_WORK INSTRUCTION_: Reproduce each line of the material exactly, minus any picture.

_SUPPLIED MATERIAL_:
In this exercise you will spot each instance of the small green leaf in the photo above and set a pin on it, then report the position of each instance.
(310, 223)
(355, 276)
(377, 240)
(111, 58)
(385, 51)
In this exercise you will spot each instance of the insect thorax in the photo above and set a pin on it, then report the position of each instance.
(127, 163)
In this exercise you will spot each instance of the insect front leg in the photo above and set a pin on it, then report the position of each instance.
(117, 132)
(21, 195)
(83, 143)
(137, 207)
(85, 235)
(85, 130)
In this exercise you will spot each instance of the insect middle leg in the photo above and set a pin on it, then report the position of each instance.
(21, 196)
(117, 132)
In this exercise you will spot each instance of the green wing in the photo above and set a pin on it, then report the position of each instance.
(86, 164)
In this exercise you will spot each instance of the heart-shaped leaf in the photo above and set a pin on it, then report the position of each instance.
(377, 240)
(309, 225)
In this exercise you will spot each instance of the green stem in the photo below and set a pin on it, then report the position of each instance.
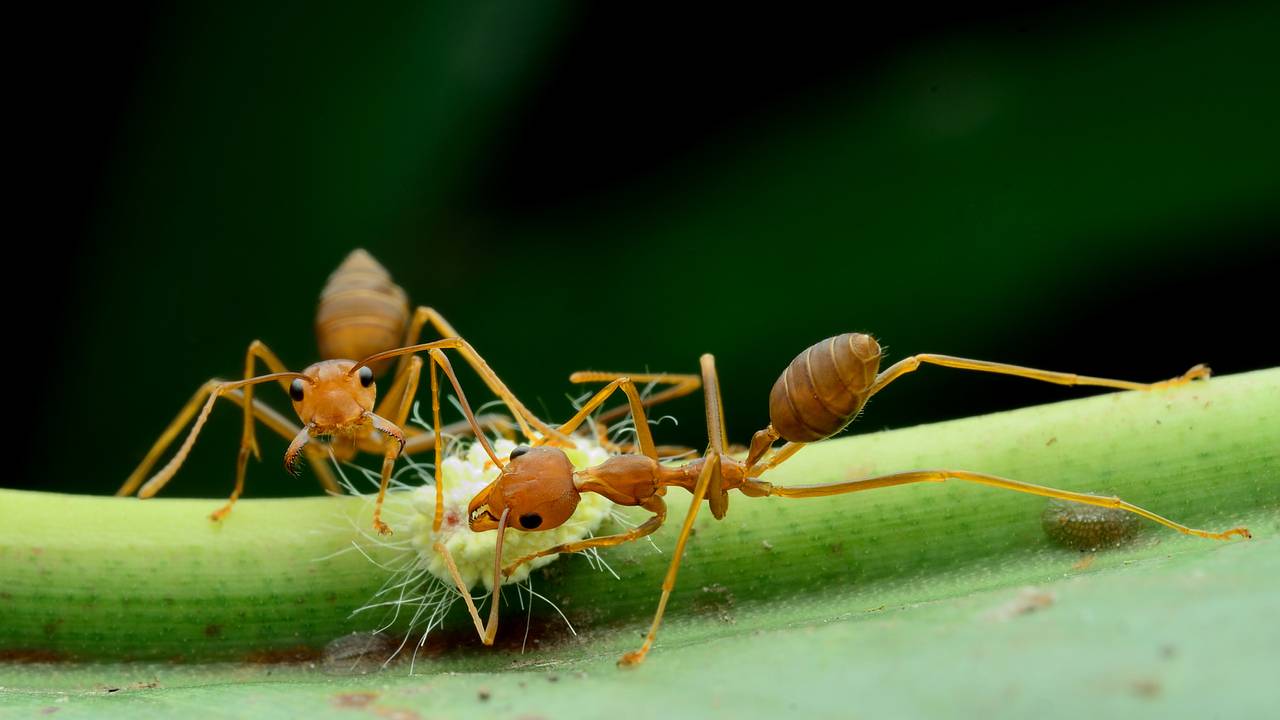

_COMPLETED EXERCISE_:
In this exercise you will spot each instance of the small green leaf in the photo above and set a pin on it, then report the position of each instance.
(310, 223)
(355, 276)
(377, 240)
(111, 58)
(385, 51)
In this exercise you will spot each instance of the insect thorax in the photo above and set a pin on it, then report the position of each instance.
(127, 163)
In this exercise you will spot each instance of the insect front leg in the photo above and set a pin on it, then report the position of each instance.
(117, 132)
(21, 195)
(83, 143)
(137, 207)
(85, 235)
(85, 130)
In this exercise you will spot each instance of the insect middle leg in the photo above and set a pin on it, then report the position of each instance.
(21, 196)
(117, 132)
In this exercise you will spot each instance of the green wing in the photo above and set a pin on it, then report the position of each instance.
(86, 164)
In this exercise you will spot each instance of the heart-shaped leaf in the photo above and set a pin on it, then report the position of each instance.
(377, 240)
(309, 225)
In this exercise you will spot each instance of the green stem in the photo below and set a pin on it, then report the position of each instance.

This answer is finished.